WORK TO DO – Each entry below must be repeated word for word.
+++++
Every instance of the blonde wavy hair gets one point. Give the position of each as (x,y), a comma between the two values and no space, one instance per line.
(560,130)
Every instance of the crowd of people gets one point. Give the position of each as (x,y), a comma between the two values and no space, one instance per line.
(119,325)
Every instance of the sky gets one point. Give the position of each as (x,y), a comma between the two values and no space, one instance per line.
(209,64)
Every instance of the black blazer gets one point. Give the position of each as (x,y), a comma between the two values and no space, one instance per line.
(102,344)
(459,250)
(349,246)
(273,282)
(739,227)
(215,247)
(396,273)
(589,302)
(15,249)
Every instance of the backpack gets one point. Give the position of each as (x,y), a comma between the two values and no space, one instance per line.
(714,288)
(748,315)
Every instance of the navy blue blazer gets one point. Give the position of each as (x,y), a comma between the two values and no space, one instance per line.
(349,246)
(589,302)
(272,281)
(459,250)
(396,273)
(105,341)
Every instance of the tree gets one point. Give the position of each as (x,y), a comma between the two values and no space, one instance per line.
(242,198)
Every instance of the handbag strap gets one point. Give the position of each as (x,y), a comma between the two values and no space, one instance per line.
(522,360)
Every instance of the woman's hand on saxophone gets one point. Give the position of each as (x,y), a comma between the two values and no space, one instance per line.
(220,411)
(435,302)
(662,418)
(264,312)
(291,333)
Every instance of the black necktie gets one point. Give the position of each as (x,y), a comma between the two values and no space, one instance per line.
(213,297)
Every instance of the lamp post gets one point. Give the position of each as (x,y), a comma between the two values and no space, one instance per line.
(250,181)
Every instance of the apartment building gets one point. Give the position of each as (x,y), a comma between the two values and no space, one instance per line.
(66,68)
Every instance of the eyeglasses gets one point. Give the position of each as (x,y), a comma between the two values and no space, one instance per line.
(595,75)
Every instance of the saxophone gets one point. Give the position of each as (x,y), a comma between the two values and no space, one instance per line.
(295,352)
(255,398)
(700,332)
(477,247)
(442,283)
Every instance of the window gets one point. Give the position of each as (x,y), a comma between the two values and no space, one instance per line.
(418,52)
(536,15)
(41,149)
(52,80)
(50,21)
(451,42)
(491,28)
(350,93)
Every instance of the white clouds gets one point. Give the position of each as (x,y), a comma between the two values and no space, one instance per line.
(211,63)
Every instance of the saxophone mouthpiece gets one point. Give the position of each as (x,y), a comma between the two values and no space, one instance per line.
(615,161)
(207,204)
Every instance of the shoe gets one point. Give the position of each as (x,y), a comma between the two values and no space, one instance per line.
+++++
OUTPUT OF THE EXERCISE –
Every instance of the blonde wavy hair gets one point. Give the position of each as (x,y), a comma between the two values and no space, one instance per line.
(560,130)
Every instance of the crowd of people gets one point. Give the position of each as (x,y), a comma between the two values and no space, one instance per line.
(119,325)
Every instance of the sky gets one point. Give the position of each as (x,y), a comma between the two values and no space, one instance per line.
(209,64)
Every instance of the black blazer gets one point. Give the position of each as (x,y), a comma between the two values and no space, one instance per line.
(102,344)
(459,250)
(349,246)
(273,282)
(739,227)
(215,247)
(396,273)
(589,302)
(15,249)
Every instance of the backpack gets one point. Give the position of each as (x,y), a comma between the two values and no space, one instance per line.
(714,288)
(748,315)
Every instance of the navy blue blazer gets one point. Give the position of each as (x,y), a comma between the two values and no space, one instance per line.
(349,246)
(589,302)
(272,281)
(459,250)
(396,273)
(105,341)
Every instance of the tree gets one point. Give the position of each as (x,y), a comma between the two values and no space, one instance per line.
(242,198)
Every instance of the handbag strap gets one point. Give the position of each as (x,y), a comma between the two values and no space, one instance per line.
(522,360)
Every instance of the woman's hand on saxophone gets one point. Give the position of each as (x,y), a comma between the two values and no space, one instance per line.
(220,411)
(435,302)
(662,418)
(264,312)
(291,333)
Every instance of the black necktie gets one point. Give the position of each as (x,y), a comma between the two values and no space, one instance per line.
(213,297)
Every instance of the lamp post gets one point. Give the position of each as (x,y), a comma between the two values and no space, one instance per line.
(250,181)
Every instance of the apartment building gets one point. Give the position of each as (x,y), a comma between the two values and no space, one instance per line.
(66,68)
Every instance of the eyeglasses gets one point. Give the position of each as (x,y), a comma between the two values and no space, one instance per line.
(595,75)
Every instance of the saxophone gets one point. Give the position of each as (x,y), a comma between the two values and no space, one instance per line.
(295,352)
(255,398)
(700,332)
(477,247)
(442,283)
Every instance of the window gets one point. Give the position of each as (x,y), a comma between the two values and no space, one instance per line.
(418,52)
(536,15)
(41,149)
(52,80)
(50,21)
(451,42)
(491,28)
(350,93)
Every instance of the white clouds gets one point. Give the position of each as (x,y), a comma between the two values and no space, one instance per line.
(211,63)
Every instance of the saxophone mouthpiece gets one point. Give the position of each as (x,y), a comma between the two values and no space, one instance per line.
(615,161)
(207,204)
Every instance of the shoe gets one point. Give the position of each as (x,y), a comma between the two values and no space, one instance per line.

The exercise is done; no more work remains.